(Natural language region descriptions)
* * * * *

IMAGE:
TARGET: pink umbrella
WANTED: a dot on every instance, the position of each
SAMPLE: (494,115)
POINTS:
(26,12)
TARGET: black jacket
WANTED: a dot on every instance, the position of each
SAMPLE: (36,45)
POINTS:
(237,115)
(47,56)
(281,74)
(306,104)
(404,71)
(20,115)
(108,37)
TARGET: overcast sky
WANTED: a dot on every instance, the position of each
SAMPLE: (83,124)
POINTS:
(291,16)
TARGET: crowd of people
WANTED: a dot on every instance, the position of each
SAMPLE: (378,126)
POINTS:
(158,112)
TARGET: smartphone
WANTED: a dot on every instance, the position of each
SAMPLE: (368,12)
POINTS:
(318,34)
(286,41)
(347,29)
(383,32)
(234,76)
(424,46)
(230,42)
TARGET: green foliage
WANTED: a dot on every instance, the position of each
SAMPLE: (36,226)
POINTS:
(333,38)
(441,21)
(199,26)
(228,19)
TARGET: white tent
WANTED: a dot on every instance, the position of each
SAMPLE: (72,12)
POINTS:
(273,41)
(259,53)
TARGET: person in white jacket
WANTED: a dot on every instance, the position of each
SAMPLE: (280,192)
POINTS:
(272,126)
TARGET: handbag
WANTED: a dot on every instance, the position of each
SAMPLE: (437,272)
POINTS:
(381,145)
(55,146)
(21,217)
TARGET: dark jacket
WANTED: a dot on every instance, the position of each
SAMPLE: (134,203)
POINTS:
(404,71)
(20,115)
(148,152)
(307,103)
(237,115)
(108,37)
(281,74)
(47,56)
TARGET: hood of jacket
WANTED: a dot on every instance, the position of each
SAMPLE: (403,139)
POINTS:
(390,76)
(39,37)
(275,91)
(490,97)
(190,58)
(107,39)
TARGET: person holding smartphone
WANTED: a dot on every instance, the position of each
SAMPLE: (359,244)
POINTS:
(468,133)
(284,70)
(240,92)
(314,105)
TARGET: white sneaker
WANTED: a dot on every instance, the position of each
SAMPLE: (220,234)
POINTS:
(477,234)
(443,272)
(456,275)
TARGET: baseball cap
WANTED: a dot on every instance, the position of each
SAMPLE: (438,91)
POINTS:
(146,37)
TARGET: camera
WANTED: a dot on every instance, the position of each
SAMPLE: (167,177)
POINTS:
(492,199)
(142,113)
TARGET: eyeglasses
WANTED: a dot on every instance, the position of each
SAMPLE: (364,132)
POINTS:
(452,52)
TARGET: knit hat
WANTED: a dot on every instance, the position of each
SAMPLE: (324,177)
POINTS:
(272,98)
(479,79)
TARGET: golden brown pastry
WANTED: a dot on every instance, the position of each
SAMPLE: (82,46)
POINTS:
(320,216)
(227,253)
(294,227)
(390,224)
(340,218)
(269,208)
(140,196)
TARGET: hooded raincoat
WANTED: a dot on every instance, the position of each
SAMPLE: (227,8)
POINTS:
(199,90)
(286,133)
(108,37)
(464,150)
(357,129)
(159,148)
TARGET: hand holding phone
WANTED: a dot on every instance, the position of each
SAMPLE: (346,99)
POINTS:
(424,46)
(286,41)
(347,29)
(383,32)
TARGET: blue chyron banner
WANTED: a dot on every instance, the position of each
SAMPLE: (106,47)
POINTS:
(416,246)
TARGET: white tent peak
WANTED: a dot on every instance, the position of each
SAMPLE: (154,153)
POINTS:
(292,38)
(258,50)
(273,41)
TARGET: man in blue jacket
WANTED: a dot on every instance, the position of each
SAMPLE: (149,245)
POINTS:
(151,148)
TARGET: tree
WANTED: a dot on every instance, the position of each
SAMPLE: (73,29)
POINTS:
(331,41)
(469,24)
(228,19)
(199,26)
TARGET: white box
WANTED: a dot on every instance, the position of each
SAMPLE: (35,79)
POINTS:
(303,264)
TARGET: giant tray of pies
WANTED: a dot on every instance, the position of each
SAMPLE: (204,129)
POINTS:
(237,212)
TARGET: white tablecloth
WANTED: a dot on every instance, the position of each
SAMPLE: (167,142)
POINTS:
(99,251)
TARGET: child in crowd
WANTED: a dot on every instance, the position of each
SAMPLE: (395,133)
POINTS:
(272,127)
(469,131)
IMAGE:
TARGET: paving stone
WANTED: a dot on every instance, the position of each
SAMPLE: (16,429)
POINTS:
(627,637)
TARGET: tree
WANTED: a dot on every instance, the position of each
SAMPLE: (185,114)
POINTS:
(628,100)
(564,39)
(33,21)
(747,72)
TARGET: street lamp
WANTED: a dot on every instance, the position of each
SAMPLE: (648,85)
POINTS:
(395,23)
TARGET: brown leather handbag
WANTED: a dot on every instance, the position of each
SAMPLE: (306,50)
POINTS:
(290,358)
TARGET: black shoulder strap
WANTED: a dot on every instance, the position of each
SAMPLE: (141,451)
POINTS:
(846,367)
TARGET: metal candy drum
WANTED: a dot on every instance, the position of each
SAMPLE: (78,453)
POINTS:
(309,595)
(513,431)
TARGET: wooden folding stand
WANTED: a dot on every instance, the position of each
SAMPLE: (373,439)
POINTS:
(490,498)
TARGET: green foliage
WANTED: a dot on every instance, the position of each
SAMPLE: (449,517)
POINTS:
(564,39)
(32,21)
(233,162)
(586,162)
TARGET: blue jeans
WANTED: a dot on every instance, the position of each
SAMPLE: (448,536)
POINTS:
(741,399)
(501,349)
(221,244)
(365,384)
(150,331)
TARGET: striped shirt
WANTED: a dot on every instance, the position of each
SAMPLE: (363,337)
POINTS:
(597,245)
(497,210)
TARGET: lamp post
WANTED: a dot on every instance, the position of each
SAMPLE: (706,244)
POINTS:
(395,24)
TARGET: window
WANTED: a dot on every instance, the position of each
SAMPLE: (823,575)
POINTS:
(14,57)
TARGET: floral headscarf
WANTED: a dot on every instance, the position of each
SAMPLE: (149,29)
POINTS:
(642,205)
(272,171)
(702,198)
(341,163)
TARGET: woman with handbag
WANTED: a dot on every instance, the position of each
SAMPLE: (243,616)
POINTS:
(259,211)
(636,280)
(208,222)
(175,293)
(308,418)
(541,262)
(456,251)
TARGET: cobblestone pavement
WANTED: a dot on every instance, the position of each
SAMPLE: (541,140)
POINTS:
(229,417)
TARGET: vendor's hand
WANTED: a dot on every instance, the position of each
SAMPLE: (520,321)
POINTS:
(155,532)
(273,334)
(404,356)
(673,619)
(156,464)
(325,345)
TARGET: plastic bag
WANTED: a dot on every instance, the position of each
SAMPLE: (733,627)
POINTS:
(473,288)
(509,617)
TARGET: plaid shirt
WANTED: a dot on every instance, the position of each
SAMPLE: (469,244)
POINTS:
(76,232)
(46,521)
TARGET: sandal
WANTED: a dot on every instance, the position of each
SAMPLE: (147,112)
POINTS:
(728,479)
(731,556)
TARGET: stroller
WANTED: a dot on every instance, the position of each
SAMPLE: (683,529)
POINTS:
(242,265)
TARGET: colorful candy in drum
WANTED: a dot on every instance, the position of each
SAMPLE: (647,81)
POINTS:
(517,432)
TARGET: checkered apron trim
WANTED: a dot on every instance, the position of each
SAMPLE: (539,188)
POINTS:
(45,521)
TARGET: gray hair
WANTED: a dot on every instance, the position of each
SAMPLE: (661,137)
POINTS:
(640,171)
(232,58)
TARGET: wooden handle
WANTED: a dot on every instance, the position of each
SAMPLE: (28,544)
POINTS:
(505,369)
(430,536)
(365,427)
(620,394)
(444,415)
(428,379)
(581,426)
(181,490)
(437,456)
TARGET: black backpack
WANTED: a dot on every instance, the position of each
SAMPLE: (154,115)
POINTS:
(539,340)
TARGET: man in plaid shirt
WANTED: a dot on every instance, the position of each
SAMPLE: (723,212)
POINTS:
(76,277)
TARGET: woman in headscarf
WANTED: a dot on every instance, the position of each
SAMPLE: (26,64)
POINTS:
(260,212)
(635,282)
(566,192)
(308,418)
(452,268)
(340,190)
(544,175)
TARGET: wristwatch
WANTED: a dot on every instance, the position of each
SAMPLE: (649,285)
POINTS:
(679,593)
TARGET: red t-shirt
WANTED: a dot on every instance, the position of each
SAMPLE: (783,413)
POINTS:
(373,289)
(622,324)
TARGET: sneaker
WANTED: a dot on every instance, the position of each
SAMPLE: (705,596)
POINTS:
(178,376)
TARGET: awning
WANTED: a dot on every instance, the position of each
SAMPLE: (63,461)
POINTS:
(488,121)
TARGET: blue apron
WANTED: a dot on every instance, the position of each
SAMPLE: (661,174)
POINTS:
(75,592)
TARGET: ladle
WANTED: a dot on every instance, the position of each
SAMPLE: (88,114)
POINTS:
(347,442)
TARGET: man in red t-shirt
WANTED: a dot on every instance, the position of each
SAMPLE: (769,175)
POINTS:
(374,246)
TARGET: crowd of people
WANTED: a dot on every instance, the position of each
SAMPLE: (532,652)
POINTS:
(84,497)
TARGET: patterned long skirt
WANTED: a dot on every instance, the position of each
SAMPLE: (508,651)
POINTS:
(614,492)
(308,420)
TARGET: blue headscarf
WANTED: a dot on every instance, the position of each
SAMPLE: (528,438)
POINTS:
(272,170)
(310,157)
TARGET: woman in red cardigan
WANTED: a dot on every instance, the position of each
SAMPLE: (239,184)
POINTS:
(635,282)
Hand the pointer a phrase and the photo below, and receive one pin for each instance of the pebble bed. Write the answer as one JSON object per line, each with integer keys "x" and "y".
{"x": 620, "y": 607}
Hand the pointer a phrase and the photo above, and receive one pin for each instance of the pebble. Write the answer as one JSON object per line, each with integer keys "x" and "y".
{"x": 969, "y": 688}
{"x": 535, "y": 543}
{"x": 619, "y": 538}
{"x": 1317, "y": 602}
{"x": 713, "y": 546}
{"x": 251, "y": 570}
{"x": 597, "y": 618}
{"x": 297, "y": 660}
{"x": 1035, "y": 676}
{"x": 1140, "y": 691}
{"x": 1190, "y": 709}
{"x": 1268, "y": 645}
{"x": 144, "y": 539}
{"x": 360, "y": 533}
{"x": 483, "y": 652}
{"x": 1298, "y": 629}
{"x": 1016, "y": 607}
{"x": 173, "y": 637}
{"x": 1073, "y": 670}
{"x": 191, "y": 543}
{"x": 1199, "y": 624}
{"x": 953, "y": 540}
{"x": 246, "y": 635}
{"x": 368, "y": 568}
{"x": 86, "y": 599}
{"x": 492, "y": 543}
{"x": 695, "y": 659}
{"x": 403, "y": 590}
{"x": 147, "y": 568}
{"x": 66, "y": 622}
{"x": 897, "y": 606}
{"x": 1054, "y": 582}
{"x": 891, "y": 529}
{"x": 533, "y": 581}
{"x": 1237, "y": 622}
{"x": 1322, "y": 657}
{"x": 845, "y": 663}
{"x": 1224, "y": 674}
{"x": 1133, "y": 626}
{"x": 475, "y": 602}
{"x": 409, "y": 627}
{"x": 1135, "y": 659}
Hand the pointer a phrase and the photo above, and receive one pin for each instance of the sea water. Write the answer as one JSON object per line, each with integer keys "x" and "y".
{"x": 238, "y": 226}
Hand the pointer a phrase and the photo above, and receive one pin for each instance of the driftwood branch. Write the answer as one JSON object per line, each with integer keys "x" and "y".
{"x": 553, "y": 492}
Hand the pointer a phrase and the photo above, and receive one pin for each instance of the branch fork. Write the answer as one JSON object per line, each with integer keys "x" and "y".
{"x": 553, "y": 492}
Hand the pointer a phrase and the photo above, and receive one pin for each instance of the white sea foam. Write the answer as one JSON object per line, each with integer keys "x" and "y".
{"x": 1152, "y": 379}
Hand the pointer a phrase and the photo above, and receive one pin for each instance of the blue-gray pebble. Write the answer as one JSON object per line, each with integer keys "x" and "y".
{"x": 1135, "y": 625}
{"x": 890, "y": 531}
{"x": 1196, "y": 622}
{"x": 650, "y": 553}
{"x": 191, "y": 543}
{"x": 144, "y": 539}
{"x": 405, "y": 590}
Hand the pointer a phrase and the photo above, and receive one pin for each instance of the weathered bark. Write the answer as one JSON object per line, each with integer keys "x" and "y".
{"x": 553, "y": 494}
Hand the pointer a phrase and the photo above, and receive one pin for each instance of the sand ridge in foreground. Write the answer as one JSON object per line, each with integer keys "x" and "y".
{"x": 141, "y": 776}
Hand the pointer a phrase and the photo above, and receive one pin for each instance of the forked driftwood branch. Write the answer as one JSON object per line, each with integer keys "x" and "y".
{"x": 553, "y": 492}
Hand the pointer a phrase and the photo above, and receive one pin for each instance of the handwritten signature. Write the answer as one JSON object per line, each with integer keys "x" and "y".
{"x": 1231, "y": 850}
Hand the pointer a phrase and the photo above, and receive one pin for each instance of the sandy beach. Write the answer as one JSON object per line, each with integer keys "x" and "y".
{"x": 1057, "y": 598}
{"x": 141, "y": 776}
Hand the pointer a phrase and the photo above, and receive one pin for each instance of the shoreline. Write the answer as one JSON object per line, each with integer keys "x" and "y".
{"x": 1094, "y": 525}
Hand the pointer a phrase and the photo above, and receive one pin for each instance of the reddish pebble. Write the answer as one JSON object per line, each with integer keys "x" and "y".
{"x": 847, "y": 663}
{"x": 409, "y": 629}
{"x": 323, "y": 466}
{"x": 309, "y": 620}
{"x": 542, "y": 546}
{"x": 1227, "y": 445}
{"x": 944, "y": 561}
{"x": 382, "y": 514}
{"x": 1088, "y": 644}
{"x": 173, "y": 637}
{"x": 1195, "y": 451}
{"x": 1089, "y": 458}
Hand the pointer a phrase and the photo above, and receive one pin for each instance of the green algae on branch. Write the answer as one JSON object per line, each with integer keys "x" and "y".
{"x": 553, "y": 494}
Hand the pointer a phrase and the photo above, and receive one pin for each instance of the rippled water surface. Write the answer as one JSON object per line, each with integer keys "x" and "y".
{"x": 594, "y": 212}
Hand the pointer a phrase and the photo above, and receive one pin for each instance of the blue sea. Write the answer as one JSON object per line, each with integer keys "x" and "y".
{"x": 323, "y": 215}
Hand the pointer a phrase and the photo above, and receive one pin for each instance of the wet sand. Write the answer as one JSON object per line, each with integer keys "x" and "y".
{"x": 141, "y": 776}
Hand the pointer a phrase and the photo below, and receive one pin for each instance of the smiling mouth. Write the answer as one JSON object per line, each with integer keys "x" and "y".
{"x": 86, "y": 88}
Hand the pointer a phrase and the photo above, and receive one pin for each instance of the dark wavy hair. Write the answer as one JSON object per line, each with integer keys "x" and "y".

* * * * *

• WORK ITEM
Every line above holding the string "plaid" should be listed.

• ANSWER FOR THIS EXERCISE
TARGET: plaid shirt
TARGET: man in plaid shirt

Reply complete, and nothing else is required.